───── PROVIDED RECORDS ─────

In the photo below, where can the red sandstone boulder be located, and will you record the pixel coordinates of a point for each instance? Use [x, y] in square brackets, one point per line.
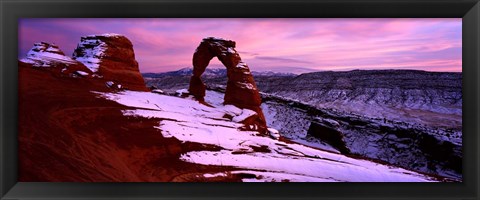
[241, 89]
[112, 57]
[50, 56]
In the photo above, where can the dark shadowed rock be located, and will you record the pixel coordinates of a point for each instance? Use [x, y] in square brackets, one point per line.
[111, 56]
[50, 56]
[241, 89]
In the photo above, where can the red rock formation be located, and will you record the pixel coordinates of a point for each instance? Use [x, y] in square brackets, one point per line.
[241, 88]
[49, 56]
[111, 56]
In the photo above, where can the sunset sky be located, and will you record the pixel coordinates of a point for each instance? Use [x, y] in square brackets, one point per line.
[283, 45]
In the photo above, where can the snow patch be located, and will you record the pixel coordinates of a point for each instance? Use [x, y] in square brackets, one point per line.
[189, 121]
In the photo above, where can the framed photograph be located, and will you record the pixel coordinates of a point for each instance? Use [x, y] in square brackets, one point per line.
[313, 100]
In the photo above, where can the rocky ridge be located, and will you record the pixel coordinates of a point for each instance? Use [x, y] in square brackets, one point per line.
[241, 90]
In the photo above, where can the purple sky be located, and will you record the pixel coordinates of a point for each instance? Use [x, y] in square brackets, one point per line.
[284, 45]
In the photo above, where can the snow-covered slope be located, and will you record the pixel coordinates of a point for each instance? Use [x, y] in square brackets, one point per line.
[266, 158]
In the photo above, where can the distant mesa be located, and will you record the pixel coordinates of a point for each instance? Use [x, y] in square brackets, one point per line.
[241, 89]
[109, 56]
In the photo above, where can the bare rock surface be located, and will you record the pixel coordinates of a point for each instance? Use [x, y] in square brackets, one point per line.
[112, 57]
[241, 90]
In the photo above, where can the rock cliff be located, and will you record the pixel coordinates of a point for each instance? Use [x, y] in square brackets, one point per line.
[241, 89]
[111, 56]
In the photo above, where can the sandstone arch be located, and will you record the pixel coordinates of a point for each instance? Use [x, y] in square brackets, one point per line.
[241, 89]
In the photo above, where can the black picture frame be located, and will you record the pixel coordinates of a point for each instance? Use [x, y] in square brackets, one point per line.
[11, 11]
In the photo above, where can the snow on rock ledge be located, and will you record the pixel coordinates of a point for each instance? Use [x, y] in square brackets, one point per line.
[266, 158]
[241, 88]
[112, 56]
[48, 55]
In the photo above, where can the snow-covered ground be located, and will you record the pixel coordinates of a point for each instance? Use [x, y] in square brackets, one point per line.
[190, 121]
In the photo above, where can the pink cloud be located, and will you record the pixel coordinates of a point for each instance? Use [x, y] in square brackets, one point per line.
[274, 44]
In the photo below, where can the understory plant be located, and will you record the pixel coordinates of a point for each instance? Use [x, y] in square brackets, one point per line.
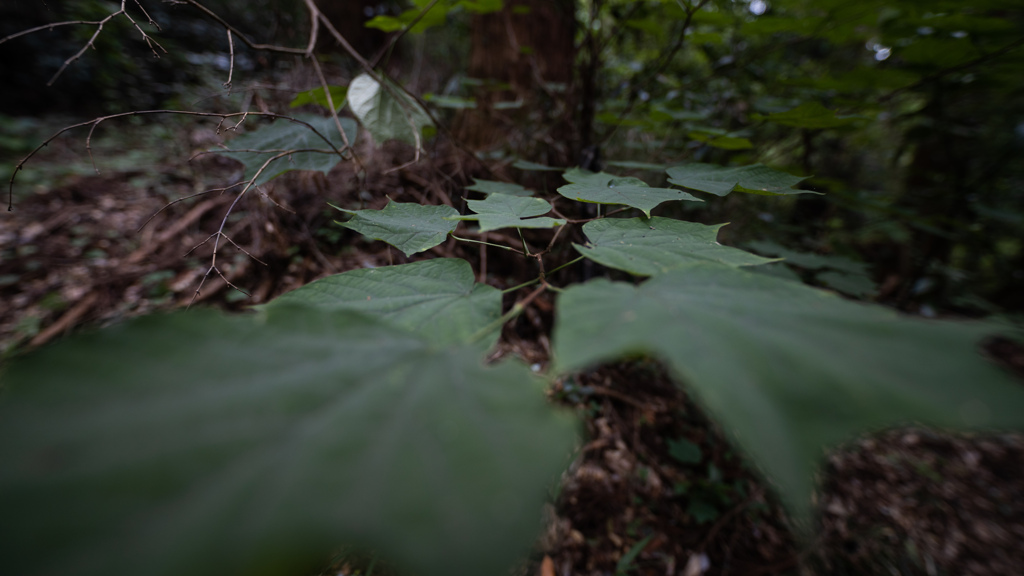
[358, 410]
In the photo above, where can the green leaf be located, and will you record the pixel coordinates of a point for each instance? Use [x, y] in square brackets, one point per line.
[810, 260]
[386, 24]
[788, 369]
[646, 247]
[856, 285]
[720, 180]
[387, 113]
[409, 227]
[606, 189]
[722, 141]
[502, 210]
[491, 187]
[632, 165]
[437, 299]
[258, 444]
[811, 115]
[317, 96]
[256, 148]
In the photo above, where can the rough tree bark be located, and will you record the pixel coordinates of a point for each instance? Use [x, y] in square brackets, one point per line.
[523, 53]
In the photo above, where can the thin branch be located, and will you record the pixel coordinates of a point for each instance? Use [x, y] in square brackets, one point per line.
[49, 27]
[394, 39]
[96, 121]
[333, 108]
[664, 63]
[182, 199]
[509, 248]
[230, 66]
[238, 33]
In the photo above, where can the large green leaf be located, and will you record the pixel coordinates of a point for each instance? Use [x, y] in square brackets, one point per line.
[600, 188]
[436, 298]
[652, 246]
[788, 369]
[410, 228]
[206, 445]
[503, 210]
[256, 148]
[387, 113]
[720, 180]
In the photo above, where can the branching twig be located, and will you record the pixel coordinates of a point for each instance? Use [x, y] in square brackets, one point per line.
[398, 35]
[230, 65]
[153, 44]
[96, 121]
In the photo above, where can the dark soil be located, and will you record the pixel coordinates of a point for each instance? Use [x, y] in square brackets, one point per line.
[655, 489]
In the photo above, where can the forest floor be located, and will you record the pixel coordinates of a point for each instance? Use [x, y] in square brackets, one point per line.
[655, 489]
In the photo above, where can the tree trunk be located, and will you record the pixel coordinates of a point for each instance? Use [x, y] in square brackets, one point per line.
[522, 54]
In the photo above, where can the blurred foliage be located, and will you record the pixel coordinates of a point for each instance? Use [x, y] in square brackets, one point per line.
[122, 72]
[908, 114]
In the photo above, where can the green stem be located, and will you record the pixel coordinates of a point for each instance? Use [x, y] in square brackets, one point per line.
[525, 248]
[487, 243]
[523, 285]
[514, 312]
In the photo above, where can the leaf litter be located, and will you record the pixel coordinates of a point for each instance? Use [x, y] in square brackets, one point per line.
[904, 501]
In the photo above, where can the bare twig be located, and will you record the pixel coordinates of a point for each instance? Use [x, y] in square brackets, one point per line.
[230, 66]
[220, 232]
[398, 35]
[238, 33]
[153, 44]
[96, 121]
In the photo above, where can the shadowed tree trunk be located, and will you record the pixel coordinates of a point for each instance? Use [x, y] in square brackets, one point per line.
[349, 16]
[523, 55]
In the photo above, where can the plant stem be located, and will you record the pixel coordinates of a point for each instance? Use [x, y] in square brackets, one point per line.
[488, 244]
[514, 312]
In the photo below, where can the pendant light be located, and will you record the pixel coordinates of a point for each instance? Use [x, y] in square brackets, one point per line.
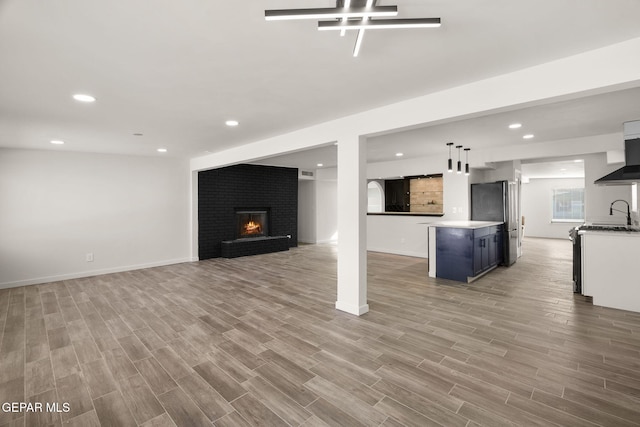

─────

Pick out and copy every line of the material above that contains the word "shadowed". Letter case counts.

→ **WRITTEN ANSWER**
In the photo above, where can the dark shadowed rock be located, and will you record the pixel coordinates of a point for each instance? Use [x, y] in square brackets, one point per line.
In the photo above, where can the shadowed tree trunk be located, and will you record the pixel coordinates of a point for each instance? Use [x, y] in square brackets, one point per line.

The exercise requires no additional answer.